**Assignment**
Each entry needs to be duplicated exactly.

--- Data provided ---

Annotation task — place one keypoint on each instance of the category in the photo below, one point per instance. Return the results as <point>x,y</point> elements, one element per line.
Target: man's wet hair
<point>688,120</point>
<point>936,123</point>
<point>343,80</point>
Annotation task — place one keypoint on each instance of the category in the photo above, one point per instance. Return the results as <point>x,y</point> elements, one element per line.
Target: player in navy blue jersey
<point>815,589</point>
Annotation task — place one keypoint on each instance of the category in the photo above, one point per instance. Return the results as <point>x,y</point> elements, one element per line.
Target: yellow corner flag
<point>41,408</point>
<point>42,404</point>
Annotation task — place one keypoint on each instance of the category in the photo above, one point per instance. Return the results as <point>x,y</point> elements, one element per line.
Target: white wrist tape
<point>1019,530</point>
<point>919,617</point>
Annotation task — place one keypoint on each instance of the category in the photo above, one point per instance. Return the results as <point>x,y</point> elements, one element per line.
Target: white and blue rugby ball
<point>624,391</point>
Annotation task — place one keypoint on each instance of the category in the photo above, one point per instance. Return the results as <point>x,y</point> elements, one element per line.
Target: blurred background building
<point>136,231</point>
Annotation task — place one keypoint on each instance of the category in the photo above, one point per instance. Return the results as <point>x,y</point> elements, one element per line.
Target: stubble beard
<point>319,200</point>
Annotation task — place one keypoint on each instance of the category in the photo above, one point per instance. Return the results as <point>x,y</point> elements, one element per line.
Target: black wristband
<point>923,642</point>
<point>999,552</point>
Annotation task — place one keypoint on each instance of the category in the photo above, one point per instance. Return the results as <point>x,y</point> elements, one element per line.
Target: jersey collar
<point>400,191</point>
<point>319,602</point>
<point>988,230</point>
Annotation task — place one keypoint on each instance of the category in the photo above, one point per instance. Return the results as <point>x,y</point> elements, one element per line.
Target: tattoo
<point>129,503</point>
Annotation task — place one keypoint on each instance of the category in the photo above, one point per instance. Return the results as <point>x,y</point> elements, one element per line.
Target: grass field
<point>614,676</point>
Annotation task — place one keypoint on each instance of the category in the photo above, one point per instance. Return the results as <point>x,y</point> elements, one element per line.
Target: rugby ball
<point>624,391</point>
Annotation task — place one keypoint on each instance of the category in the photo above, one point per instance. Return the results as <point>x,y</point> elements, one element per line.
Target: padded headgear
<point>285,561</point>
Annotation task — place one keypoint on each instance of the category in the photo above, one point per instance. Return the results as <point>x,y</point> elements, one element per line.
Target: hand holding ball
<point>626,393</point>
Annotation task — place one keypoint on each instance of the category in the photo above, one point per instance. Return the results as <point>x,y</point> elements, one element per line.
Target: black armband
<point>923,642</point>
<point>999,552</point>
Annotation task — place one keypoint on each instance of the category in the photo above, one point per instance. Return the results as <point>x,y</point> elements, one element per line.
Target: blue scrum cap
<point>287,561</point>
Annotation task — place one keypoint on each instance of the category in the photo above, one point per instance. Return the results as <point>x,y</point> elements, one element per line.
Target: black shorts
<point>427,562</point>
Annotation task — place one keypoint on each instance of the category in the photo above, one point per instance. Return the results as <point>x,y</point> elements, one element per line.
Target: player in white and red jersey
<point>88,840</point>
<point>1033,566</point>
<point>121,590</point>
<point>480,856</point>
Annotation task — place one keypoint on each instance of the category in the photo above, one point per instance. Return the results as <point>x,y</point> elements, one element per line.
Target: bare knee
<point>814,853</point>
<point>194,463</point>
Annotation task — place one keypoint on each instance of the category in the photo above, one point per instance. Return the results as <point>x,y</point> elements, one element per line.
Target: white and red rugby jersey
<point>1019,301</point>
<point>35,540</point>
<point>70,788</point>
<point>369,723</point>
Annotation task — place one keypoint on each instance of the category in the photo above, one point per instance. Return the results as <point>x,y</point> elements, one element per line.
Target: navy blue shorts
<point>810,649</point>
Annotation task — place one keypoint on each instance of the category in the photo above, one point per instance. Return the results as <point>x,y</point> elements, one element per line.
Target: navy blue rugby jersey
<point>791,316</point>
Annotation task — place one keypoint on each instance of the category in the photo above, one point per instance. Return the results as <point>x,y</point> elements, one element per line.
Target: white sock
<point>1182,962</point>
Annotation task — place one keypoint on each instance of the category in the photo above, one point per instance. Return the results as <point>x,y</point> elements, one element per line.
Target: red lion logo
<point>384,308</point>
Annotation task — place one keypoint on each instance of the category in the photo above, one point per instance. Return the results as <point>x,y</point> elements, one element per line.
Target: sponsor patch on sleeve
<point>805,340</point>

---

**Finished task**
Annotation task — place one keypoint on each instance of the category in the photo below, one point per instance. Return the results as <point>x,y</point> elements, one element per line.
Target: man's wet hair
<point>688,120</point>
<point>936,123</point>
<point>343,80</point>
Annotation task — place one keypoint on each instance of the category in the photo above, one point per instance. Return the results as <point>x,y</point> elements, one element per line.
Target: player in navy blue jersey
<point>815,589</point>
Annotation task — place one keypoint on each instance of the category in the photo above, one point per instance. Return the results as <point>x,y</point> elements, one element per line.
Target: yellow corner flag
<point>41,408</point>
<point>42,404</point>
Annotation task — place one keypoint on each instance of the category in the photo above, one point per instance. Return the results as <point>x,y</point> elements, one element per line.
Target: white wrist tape
<point>1019,530</point>
<point>919,617</point>
Annotation task — place one keypoint on each instance of the category in the photo above, one point per instance. Return the results as <point>x,y</point> elements, one element per line.
Target: white and blue rugby ball
<point>624,391</point>
Annotation task — place one keypoint on each instance of the category in the photo above, one point per instance. Return the results as <point>x,y</point> elements, one element per line.
Target: blurred background building
<point>136,231</point>
Annotation task — place one keypoint on each instance of the category in the photo above, one point per instance. Return the results as <point>x,y</point> elements, one element per line.
Target: stubble beard
<point>319,200</point>
Annotation task — place one keypoint on each instance of the category in the photo above, one point per instance. Return the results as <point>x,y</point> elements, one element per line.
Target: black wristband
<point>923,642</point>
<point>999,552</point>
Annotation task — place one keypoint on each instance of the category in the photo above, one point per instance. Return the results as <point>x,y</point> elements, one element per line.
Target: jersey collar
<point>400,191</point>
<point>319,602</point>
<point>988,230</point>
Annotation task — place one keypoint on each instance of the category in the photo above, one point per instance. Return the results as <point>x,y</point> elements, one element per line.
Target: tattoo
<point>129,503</point>
Annotation task — place one keypoint on each instance of the category in the photo above, one point per instance. Return the results as <point>x,y</point> elements, one element per line.
Target: grass field
<point>614,676</point>
Annotation task — place one keypoint on each instance of the category in the photo above, one point per instance. Return the results as <point>x,y</point> elements, one element per line.
Target: rugby ball
<point>624,391</point>
Annotation task — place one keypoint on each instance of the category in the photo above, one point per instance. Return the results as <point>x,y</point> elements, one element per line.
Target: padded headgear
<point>285,561</point>
Annotation task — place one keypoint on each instance of the category in the photo above, one point per instance. Return the results as <point>x,y</point> elements, one element per line.
Target: hand holding ball
<point>626,393</point>
Annotation task — place one keypoint on each instance of the category in the photo above, one point per instance. Return the results as <point>x,y</point> elements, one element per line.
Target: black armband
<point>923,642</point>
<point>999,552</point>
Annotation task — place one keypoint on each instance of the category in the photo above, one point per instance. Return the results as <point>x,y</point> elements, one element per line.
Target: blue scrum cap
<point>287,561</point>
Annotation task — place one keypoint on each instance of the category in the photo above, one point per instance. Return the results as <point>x,y</point> elements, one element per line.
Target: black shorts
<point>427,562</point>
Annotation task — place one keypoint on each instance of the category in the photo above, one point per instance. Return the results as <point>x,y</point> elements, one element per line.
Target: player in white and red jersey
<point>88,840</point>
<point>1033,566</point>
<point>121,590</point>
<point>480,856</point>
Annotation task — place one keypoint on each instance of the category in the photo above, one point per instance. Return the results as <point>x,y</point> elements, one element per line.
Target: bare knee
<point>814,853</point>
<point>194,463</point>
Annotation task — place one keypoint on each instance of the category in the photo above, one point per instance. Return the results as <point>x,y</point> elements, one element per line.
Target: white and red rugby jersey
<point>1019,301</point>
<point>35,540</point>
<point>70,788</point>
<point>369,723</point>
Annotation task — place one keypoint on each instance of the category in the photo above, one point per instance. Return the results as <point>x,y</point> elements, one element per line.
Target: navy blue shorts
<point>810,649</point>
Annotation task — place one keypoint on each instance of the category in the photo above, one point per instance. Return the results as <point>x,y</point> elements, one element per line.
Target: navy blue rugby jersey
<point>791,316</point>
Annotation task — place one keypoint on each instance of the category in the photo above, one point per instance. Return the results as <point>x,y</point> elements, one element per line.
Target: white sock
<point>1182,962</point>
Annotation task — place one keypoint on each instance of the category in the photo above, one point per instance. Return the results as <point>x,y</point> elements, one element per line.
Target: red lion logo
<point>384,308</point>
Annotation task — place one keypoint on each instance of the category in the photo above, one point per instance. Return the results as <point>x,y</point> elements, one element per line.
Target: sponsor patch on sleeve
<point>805,340</point>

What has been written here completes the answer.